Object pointing dataset rows:
<<<<
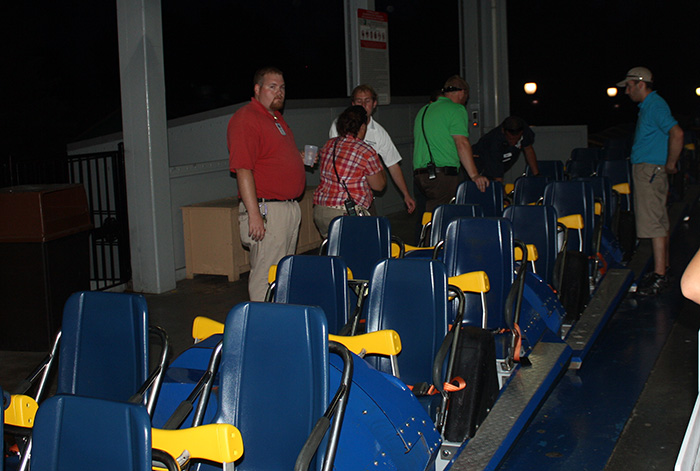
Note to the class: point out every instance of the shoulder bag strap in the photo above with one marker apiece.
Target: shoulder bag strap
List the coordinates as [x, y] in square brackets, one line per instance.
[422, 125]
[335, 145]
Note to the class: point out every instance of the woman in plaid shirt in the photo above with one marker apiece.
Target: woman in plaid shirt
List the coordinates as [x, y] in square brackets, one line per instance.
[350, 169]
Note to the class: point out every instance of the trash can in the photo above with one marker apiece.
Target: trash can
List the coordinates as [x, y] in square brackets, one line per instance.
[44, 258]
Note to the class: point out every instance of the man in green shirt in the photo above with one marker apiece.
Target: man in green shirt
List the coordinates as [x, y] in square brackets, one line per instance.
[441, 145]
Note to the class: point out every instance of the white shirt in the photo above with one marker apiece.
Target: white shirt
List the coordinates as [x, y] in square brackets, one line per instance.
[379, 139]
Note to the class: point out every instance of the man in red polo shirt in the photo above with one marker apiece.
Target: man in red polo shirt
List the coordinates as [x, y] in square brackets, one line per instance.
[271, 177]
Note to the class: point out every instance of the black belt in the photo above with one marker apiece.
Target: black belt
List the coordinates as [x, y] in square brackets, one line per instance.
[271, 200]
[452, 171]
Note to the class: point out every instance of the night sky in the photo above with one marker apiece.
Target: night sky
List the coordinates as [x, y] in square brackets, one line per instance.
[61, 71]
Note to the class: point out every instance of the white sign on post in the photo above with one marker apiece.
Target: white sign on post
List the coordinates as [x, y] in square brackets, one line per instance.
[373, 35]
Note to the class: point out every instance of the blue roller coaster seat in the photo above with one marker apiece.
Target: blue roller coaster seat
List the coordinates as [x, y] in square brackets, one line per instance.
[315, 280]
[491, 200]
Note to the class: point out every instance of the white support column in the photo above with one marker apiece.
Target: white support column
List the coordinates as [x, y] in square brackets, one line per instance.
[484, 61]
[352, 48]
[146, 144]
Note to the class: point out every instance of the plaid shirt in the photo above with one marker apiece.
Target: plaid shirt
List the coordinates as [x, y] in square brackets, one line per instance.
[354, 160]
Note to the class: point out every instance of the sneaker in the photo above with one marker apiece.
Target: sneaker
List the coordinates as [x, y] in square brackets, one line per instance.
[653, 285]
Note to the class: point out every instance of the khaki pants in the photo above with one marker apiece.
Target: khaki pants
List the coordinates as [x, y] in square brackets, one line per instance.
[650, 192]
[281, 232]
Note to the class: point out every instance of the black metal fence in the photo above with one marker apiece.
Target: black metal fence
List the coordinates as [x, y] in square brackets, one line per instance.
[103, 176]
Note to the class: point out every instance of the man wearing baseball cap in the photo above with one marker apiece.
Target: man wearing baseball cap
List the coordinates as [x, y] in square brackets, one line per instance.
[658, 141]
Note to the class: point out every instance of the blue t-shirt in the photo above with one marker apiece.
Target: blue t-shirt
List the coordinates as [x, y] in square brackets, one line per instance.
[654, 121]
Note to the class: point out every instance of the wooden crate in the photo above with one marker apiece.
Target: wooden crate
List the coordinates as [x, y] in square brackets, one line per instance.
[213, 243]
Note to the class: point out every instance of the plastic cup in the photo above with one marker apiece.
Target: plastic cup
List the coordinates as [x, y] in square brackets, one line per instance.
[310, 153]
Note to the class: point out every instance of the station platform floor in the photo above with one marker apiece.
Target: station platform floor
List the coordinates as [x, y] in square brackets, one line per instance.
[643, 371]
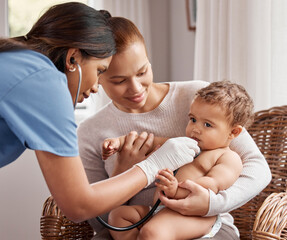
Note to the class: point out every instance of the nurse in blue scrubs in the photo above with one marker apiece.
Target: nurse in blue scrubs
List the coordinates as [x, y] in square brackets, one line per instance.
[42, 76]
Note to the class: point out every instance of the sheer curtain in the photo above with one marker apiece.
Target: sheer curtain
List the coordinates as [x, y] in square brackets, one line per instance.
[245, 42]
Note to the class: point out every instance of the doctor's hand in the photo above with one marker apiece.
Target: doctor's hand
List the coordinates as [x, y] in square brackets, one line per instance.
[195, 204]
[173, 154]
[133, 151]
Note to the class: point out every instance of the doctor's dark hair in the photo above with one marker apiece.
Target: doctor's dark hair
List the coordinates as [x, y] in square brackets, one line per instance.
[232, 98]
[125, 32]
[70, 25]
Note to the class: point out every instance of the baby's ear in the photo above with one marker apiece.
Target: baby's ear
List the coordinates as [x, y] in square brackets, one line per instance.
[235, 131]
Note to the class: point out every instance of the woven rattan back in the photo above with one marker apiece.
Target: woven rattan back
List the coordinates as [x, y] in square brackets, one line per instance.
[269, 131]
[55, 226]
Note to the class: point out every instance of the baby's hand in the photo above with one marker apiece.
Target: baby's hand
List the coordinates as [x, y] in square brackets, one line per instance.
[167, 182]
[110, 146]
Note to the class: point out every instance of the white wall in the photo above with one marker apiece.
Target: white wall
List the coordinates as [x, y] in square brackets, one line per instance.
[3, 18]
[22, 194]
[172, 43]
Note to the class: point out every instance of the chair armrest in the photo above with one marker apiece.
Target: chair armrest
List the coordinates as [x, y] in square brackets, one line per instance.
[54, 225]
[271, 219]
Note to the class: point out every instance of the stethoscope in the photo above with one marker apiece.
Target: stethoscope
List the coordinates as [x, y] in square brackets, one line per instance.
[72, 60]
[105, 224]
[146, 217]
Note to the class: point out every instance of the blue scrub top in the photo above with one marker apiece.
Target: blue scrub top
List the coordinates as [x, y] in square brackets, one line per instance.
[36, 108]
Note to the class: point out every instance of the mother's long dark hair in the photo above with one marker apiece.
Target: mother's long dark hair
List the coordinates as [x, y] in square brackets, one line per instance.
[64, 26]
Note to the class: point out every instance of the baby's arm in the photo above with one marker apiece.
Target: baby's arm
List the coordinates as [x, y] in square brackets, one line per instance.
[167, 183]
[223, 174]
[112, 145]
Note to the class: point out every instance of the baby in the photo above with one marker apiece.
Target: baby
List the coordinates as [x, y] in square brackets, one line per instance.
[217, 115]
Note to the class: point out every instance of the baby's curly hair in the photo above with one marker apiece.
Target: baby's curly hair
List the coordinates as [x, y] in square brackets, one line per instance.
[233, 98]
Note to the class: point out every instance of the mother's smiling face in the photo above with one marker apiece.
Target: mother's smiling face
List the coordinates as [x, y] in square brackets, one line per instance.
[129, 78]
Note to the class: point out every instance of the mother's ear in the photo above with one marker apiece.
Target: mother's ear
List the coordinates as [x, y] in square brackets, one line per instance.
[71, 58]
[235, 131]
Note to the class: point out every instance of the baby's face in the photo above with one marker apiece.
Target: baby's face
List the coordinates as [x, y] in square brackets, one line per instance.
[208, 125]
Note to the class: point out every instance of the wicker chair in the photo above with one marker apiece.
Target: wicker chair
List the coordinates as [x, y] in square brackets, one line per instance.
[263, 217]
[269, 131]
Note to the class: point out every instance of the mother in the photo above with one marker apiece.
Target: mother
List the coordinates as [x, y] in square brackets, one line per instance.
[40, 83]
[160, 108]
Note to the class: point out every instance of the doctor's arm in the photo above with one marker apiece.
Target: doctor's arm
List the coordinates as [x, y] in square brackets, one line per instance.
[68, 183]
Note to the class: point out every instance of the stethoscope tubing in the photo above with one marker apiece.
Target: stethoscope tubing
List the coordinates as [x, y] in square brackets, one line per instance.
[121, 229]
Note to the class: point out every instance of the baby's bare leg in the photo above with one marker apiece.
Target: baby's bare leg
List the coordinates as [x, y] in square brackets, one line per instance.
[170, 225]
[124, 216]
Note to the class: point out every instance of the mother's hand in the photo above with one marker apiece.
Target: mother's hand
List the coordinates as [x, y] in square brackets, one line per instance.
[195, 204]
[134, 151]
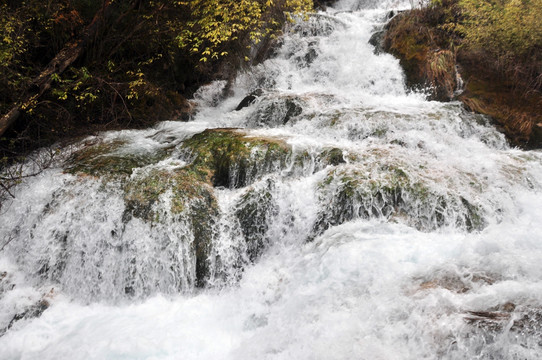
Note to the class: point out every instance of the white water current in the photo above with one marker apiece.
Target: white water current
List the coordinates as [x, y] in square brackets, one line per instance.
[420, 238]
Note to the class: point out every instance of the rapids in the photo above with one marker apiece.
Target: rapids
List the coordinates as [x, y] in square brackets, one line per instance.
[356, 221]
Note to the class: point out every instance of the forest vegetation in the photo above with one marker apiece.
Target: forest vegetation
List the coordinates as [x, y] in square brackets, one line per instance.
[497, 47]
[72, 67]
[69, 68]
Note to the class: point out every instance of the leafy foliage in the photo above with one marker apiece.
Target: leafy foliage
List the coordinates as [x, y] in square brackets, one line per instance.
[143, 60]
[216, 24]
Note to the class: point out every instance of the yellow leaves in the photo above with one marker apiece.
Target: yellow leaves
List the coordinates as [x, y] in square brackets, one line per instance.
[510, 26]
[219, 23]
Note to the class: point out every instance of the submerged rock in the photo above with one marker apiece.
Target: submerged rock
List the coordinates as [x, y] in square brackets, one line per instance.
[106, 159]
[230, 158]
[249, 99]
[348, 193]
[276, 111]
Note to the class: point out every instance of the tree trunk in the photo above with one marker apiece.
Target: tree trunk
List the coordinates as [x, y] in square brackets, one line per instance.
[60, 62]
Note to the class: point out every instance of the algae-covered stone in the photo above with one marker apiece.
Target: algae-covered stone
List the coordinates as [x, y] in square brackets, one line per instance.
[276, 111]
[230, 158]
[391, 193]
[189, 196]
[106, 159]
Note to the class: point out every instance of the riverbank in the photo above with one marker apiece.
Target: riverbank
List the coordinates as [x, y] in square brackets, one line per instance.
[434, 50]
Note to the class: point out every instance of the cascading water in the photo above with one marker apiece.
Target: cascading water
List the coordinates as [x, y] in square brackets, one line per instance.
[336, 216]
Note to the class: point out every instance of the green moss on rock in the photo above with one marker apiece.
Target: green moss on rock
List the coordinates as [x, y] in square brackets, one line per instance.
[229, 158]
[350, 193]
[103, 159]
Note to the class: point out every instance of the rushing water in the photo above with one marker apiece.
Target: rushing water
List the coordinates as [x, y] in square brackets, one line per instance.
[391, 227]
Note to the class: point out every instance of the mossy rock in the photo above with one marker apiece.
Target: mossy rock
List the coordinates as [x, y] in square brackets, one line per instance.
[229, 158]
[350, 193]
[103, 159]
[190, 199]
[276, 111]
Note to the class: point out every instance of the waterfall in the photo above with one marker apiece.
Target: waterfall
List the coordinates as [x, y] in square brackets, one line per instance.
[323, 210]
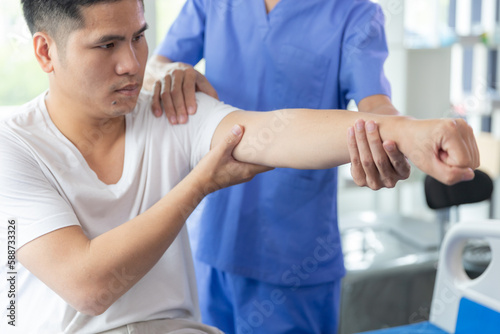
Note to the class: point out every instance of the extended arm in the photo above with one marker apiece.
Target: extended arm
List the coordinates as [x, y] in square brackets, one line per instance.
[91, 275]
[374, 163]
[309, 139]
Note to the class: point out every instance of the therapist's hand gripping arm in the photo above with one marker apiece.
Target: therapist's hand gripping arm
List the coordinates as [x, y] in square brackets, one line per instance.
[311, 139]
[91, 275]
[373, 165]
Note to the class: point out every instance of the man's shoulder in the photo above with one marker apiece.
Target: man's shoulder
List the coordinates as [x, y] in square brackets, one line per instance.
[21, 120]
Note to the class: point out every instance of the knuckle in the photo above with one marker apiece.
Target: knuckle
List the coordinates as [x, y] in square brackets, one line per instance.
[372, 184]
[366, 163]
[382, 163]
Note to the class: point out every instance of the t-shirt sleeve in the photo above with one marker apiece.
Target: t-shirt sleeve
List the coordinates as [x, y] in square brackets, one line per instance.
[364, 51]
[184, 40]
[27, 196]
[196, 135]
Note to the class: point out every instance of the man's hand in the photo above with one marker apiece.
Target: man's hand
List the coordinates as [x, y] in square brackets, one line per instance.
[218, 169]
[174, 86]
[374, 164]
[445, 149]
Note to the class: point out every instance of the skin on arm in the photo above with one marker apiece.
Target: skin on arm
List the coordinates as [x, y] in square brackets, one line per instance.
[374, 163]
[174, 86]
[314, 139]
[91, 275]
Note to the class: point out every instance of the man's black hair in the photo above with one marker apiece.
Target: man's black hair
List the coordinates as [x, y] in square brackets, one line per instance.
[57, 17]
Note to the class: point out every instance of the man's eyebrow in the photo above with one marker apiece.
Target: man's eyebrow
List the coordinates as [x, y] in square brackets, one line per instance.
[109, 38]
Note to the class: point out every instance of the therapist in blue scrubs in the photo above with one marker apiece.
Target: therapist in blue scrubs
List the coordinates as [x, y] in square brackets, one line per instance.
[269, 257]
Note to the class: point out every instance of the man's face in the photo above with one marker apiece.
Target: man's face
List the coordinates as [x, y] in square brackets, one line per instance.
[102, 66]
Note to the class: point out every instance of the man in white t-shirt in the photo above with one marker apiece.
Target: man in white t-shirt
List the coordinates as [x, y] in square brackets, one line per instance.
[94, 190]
>>>>
● Problem
Copy everything from the line containing "the therapist in" down to the end of the records, swapping "blue scrubs" for "green scrubs" and leaving all else as it is.

● Problem solution
Note to the class: point out every instance of the therapist in green scrubs in the photo above with one marker apiece.
Target: therapist in green scrubs
List the coordinates as [x, y] in square brackets, one line per instance.
[269, 257]
Note to the class: point out every instance of the man's face in the photo above with one marker apiece.
Target: man's face
List the coordinates as [x, y] in square brackets, one line per instance.
[102, 66]
Note to the class: point out every instance of the man in white t-shirt in the photo above with one marker apiece.
Target: man in white t-shirt
List the coordinates as [x, y] in square brackets, one line per instance.
[94, 190]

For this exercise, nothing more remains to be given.